#### Records to process

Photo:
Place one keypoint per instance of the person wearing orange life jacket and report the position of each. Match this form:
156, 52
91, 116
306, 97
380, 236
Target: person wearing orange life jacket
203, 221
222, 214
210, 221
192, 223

#### Description of the task
The final stretch of the listing, from the line containing "Place one keypoint" through its last line, both included, is to be output exactly and by itself.

#### Result for this task
Place one keypoint per instance of the person wearing orange life jacket and report the position of each. Match this form:
156, 52
91, 116
306, 97
380, 236
Target: person wearing orange life jacket
203, 221
222, 214
210, 221
192, 223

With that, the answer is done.